* **Problem to work on**: Write out each of the records below word for word, leaving the pictures out of your answer.

* **Input rows**:
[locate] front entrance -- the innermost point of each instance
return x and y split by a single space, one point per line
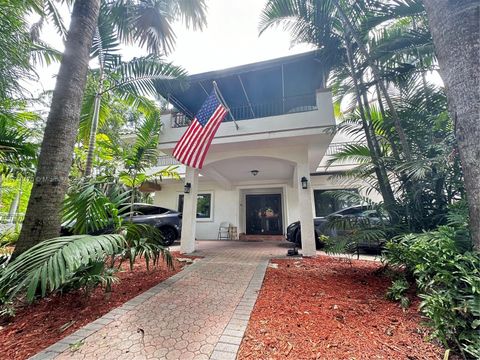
264 214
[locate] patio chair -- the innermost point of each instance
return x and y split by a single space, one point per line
223 231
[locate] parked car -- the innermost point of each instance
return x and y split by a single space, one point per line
168 221
322 224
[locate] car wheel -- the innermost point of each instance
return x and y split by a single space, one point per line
169 235
318 244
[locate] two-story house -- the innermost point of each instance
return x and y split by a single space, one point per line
264 174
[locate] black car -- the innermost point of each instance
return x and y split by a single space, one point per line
168 221
321 228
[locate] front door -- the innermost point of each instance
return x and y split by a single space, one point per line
264 214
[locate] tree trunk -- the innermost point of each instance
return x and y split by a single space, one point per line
380 171
96 113
43 216
347 24
455 27
15 203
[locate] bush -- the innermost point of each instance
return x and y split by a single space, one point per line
448 282
9 237
397 292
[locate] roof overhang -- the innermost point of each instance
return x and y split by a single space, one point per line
264 82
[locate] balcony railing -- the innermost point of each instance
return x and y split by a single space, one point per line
335 148
167 160
287 105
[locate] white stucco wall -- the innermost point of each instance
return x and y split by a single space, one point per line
228 205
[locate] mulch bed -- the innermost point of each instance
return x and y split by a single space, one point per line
327 308
42 324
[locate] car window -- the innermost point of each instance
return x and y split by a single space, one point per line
149 210
351 211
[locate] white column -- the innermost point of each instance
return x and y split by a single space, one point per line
305 210
189 216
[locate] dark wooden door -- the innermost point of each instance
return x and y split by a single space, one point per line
264 214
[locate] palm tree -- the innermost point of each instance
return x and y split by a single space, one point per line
321 23
42 220
455 26
146 23
127 80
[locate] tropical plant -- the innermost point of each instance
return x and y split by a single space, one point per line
448 281
124 81
145 23
54 263
456 34
397 291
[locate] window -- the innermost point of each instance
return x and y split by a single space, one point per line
326 204
204 205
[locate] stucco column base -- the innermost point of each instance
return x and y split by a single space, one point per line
189 215
305 204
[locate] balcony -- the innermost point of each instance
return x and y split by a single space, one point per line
287 105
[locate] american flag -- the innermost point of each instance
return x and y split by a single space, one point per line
193 146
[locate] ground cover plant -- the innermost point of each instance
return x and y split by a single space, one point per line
328 308
37 326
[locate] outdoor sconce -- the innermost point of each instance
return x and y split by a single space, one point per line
304 182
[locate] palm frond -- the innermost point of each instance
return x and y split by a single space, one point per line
48 265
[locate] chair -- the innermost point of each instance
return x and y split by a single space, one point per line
223 231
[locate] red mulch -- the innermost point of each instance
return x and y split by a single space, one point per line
326 308
40 325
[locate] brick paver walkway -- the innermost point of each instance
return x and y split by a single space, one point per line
200 313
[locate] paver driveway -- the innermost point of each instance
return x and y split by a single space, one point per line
199 313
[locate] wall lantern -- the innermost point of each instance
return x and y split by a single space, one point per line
304 182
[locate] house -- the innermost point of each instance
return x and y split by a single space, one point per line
265 174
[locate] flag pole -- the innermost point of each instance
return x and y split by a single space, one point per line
222 100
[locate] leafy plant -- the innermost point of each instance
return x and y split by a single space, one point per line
145 241
89 277
448 281
53 263
397 291
9 237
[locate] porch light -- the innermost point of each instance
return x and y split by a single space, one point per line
304 182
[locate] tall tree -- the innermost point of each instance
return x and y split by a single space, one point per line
455 27
42 220
144 22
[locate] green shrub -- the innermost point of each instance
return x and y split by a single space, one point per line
448 281
397 292
9 238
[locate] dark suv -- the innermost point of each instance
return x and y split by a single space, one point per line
321 228
168 221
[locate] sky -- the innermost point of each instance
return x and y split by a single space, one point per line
230 39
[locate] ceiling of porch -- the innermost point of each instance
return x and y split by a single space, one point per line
239 170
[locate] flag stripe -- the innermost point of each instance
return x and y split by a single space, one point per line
206 146
186 137
203 135
192 148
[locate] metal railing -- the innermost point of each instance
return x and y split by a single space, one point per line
335 148
287 105
167 160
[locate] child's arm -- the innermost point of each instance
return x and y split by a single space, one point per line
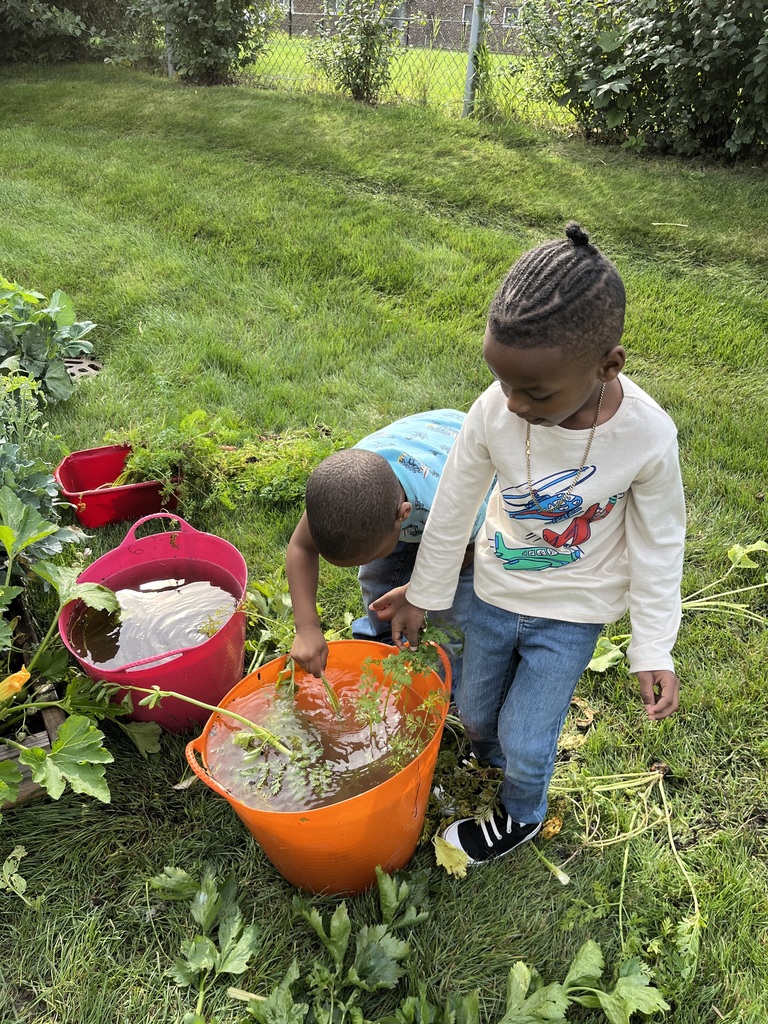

* **Answer for this exercise**:
[locate] front entrance -- the innermost point of each instance
return x and y split by a single space, one point per line
264 214
[locate] patio chair -- the innermost point of each instance
return x and y split by a single space, one point per line
223 231
[locate] parked car -- the innermost point of each instance
return x and y split by a single space, one point per line
168 221
322 224
[locate] car wheel -- the innermost point of each instance
return x and y split by a single space, one point per line
169 235
318 244
[locate] two-story house -- the innermost point of each instance
return x and y split by a single space, one point per line
264 174
[locate] black car -- the innermost point of each instance
return x and y split by a single space, one point per line
168 221
321 228
[locate] front door -- the innermost point of each instance
return x and y split by a single space, one point per line
264 214
[locate] tree trunk -- the innermost point of each instance
return x and y split by a single space, one point per line
380 171
96 113
43 216
347 24
455 27
15 203
[locate] bush -- the innermost point of each instance
return x and y split by a single space, one point per line
448 282
9 237
397 292
[locate] roof overhang -- the innermost point of each instance
return x and y split by a single space, one point per line
264 82
[locate] balcony railing -- the innermost point of each instance
return x and y split by a single space, one point per line
335 148
167 160
287 105
[locate] white stucco wall -- the innermost point of each instance
return x and y split by a single space, one point per line
228 205
[locate] mulch bed -- the innermost point of each instance
return x and y split by a single space, one point per line
327 308
42 324
[locate] car window -- the innermost point of each instance
return x and y split by a single space, one point per line
149 210
351 211
[locate] white column -- the innermost point of each instance
return x and y split by a single space, one point per line
305 210
189 216
[locate] dark wooden door -- the innermost point of each instance
return x and y split by a single space, one point per line
264 214
[locate] palm tree -- the innermost point of each instance
return x and y split by a single space, one point per line
321 23
42 220
455 26
146 23
127 80
[locate] tropical plant -- the innermost point of each instance
return x and y split by a single space, one point per line
448 281
124 81
145 23
54 263
456 34
397 291
[locate] window -- the innermost point of each instance
return x and y split by a single space, one point per line
326 204
204 205
[locate] stucco column base -- the innermost point of each instance
return x and y split by a single space, one point per line
189 215
305 204
[locate] balcony -- the innermost point of each instance
return x and y split by a single space, one point per line
287 105
[locate] american flag -- the innermost point of each instance
return x and y split by a single space, one point per line
193 146
[locate] ground cover plant -- the innermost point of each instance
return x and y split by a single space, one point per line
328 308
37 326
[locate] outdoor sconce -- the innermost point of each instance
return x and y split by a single space, one point per line
304 182
[locate] palm frond -- the innermost point of each instance
return x and y split by a single space, one point per line
48 265
[locate] chair -- the innermost point of each instance
return x and y split by a single space, one point per line
223 231
[locate] red mulch -- the innermost point of each instance
return x and y split by a single space, one point per line
326 308
40 325
[locate] brick paver walkway -- the innermost point of each instance
return x and y split by a single space, one point per line
200 313
[locate] paver driveway -- the innermost point of each instance
return x and y split by a single space, one point per line
199 313
[locate] wall lantern -- the innermost point of each instance
return x and y split by a single space, one point per line
304 182
[locate] house -- the innermost point of each instance
return x and y split by a single space, one point per line
265 174
[locate] flag pole -- the innermost point of each instance
return x and y split by a single space, one point per line
222 100
[locate] leafy plant -- the innermost point of each instance
return x and y split by a single space, one point per line
145 241
89 277
448 281
53 263
397 291
9 237
[locate] porch light -- the innermost point of each instance
return x and y split by a single space, one point per line
304 182
[locate] tall tree -- the innermost point of each instance
return x and y split by a single space, one point per line
455 27
42 220
144 22
[locate] green shrub -- the innermost point of each instance
return x and y split by a single space, one point per line
448 281
397 292
9 238
[locate] dark suv -- the innermost point of each instance
return x and y split by a single space, one point per line
321 228
168 221
[locate] sky -- the innermost point of each instance
return x and y split by a single space, one point per line
230 39
[locate] ceiling of porch -- the innermost point of each instance
return x and y split by a single space, one point per line
239 170
[locate] flag stripe -- the innermost point of each instance
return x and y split by a single space, one point per line
206 146
186 137
203 135
192 148
[locate] metal railing -- the innermost point of each instance
return x and y split by a single space, one point per line
335 148
287 105
167 160
[locate] child's arm -- the innermost point of each instance
return x and y split by a single space, one point per line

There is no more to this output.